-- start of Material for the task --
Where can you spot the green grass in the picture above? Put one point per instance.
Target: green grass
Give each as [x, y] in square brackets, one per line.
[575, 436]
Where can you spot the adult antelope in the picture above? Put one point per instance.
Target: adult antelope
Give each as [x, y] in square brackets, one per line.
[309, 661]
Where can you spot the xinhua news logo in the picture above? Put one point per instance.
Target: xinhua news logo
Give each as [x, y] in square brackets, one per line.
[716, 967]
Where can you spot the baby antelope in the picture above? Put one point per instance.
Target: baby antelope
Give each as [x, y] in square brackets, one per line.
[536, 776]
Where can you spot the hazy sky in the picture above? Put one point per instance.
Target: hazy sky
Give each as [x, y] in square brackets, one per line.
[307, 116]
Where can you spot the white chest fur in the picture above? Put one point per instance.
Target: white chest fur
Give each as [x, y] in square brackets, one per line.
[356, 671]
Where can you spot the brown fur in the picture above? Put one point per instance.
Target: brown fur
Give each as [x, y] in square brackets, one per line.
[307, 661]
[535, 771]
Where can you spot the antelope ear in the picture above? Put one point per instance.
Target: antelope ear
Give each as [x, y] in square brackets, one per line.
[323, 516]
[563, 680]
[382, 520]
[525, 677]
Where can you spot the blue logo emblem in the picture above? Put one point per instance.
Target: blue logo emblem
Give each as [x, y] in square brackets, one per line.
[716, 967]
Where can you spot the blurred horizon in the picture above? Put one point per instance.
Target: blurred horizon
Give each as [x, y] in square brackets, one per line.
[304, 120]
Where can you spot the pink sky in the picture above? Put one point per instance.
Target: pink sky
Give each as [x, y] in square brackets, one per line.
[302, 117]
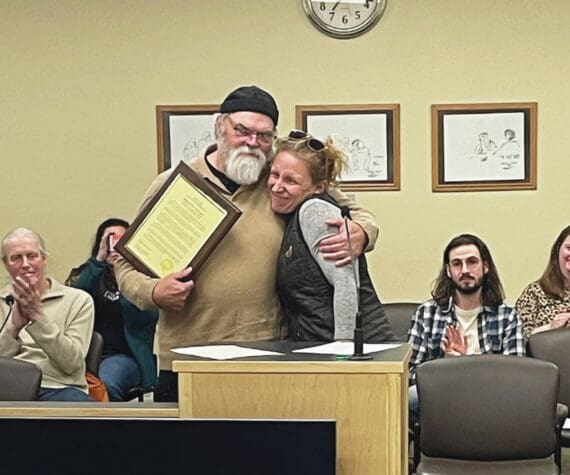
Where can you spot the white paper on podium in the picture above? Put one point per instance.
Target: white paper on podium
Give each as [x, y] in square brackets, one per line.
[346, 348]
[222, 352]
-- end of Material for the task --
Reproduce all of the data above word for word, leaving out the pictures.

Where can you spot the green grass in the picture above? Put one point per instance.
Target: green grass
Give each as [x, y] in square brackets, one per line.
[575, 436]
Where can you spot the adult antelope in the picture above? Put one point per instance.
Target: adult antelope
Give each as [x, y] in square brackets, one per line.
[309, 661]
Where can you spot the xinhua news logo in the picture above? Put one point per instance.
Target: xinhua news logo
Give each as [x, y] in square brackets, one per line.
[716, 967]
Where can you spot the baby antelope in the picture above? Put one point per instance.
Target: baby antelope
Give each as [x, y] in square brackets, one per line.
[536, 776]
Where can you spot the hazy sky in the picture above? Put one point per instance.
Target: hazy sky
Give each as [x, y] in square brackets, one per line.
[307, 116]
Where can you spot the white chest fur in the picture above? Put one point per instance.
Target: white chest fur
Give each as [x, y] in square brackets, one per line.
[356, 671]
Where can you spot the brown fur in the picture above? Put one point per instance.
Target: brown fur
Give each as [x, y] in square brackets, one per line.
[307, 661]
[535, 771]
Where can you spot the antelope ear in the picture above? Put one point per instance.
Target: antelope ear
Give each as [x, y] in square brackets, one per line.
[323, 516]
[563, 680]
[382, 520]
[525, 677]
Where can you spot the blue logo emblem in the picture above? Put one point per instance.
Target: blue logo emblem
Give each as [x, y] in square brackets, one per line.
[716, 967]
Where can you spot the blurred horizon in the picture above? Put one point per instance.
Target: blurred horizon
Give each as [x, y] in square brackets, one per line.
[304, 120]
Where can you spot the pink sky in the picture above? Put one point per instance.
Target: pink sky
Give each as [x, y] in square brackets, one per line.
[302, 117]
Where can you spot the white paper on podium in the picture above? Put one point per instance.
Target: white paper on podium
Give each as [x, y] in square brackets, one per line.
[346, 348]
[222, 352]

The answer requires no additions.